▶ **WHAT YOU HAVE TO DO**
Please rewrite all of the data below as a numbered list, leaving out any blank lines.

▶ **EXTRACTED MATERIAL**
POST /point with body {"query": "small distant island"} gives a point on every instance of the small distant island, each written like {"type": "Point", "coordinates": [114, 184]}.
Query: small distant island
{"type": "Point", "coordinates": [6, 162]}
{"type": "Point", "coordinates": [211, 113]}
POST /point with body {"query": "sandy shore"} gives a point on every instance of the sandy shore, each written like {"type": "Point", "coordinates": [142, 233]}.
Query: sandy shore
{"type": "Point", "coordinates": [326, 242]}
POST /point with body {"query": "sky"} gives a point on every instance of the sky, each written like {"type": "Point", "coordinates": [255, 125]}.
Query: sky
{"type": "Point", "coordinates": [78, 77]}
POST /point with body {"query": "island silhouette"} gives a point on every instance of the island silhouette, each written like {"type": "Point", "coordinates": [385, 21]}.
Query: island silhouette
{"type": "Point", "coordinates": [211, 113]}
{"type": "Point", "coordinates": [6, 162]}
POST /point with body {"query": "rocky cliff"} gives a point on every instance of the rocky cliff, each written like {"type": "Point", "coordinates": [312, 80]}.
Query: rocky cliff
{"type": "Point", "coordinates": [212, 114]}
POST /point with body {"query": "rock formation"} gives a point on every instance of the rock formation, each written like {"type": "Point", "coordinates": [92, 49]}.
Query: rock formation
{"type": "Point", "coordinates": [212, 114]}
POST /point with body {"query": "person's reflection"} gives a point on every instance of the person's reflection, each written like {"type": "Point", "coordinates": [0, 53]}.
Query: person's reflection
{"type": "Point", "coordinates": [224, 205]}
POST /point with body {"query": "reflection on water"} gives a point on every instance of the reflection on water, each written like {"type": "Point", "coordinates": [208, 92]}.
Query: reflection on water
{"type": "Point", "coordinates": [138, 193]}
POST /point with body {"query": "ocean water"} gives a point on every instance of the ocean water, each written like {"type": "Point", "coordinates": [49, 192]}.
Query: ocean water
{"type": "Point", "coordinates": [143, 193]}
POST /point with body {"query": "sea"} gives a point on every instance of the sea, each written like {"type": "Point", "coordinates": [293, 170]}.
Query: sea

▶ **EXERCISE ANSWER**
1. POST /point with body {"query": "small distant island"} gives a point on every instance of the small distant island, each written like {"type": "Point", "coordinates": [114, 184]}.
2. Query: small distant island
3. {"type": "Point", "coordinates": [6, 162]}
4. {"type": "Point", "coordinates": [211, 113]}
5. POST /point with body {"query": "sandy shore"} gives a point on every instance of the sandy shore, each written like {"type": "Point", "coordinates": [142, 233]}.
6. Query: sandy shore
7. {"type": "Point", "coordinates": [326, 242]}
8. POST /point with body {"query": "sky"} gives a point on every instance of the sky, each written like {"type": "Point", "coordinates": [255, 125]}.
9. Query: sky
10. {"type": "Point", "coordinates": [78, 77]}
11. POST /point with body {"query": "island silhouette"} gives a point on every instance of the island silhouette, each written like {"type": "Point", "coordinates": [385, 21]}.
12. Query: island silhouette
13. {"type": "Point", "coordinates": [211, 113]}
14. {"type": "Point", "coordinates": [6, 162]}
15. POST /point with body {"query": "rocky cliff"} gives a point on every instance of the rocky cliff, each written like {"type": "Point", "coordinates": [312, 80]}.
16. Query: rocky cliff
17. {"type": "Point", "coordinates": [212, 114]}
18. POST /point with body {"query": "rock formation"} gives a point on every instance of the rock formation, each written like {"type": "Point", "coordinates": [92, 49]}.
19. Query: rock formation
20. {"type": "Point", "coordinates": [212, 114]}
21. POST /point with body {"query": "person's reflection"} gives a point on every instance of the person's reflection, each written like {"type": "Point", "coordinates": [0, 53]}.
22. Query: person's reflection
23. {"type": "Point", "coordinates": [224, 205]}
24. POST /point with body {"query": "reflection on water"} gives a point on every instance of the reflection on water, each written like {"type": "Point", "coordinates": [208, 92]}.
25. Query: reflection on water
26. {"type": "Point", "coordinates": [138, 193]}
27. POST /point with body {"query": "ocean water"} gives a point on every instance of the ocean water, each written like {"type": "Point", "coordinates": [49, 192]}.
28. Query: ocean water
29. {"type": "Point", "coordinates": [143, 193]}
30. POST /point with body {"query": "sea"} gives a point on every instance of the sea, each written like {"type": "Point", "coordinates": [293, 170]}.
31. Query: sea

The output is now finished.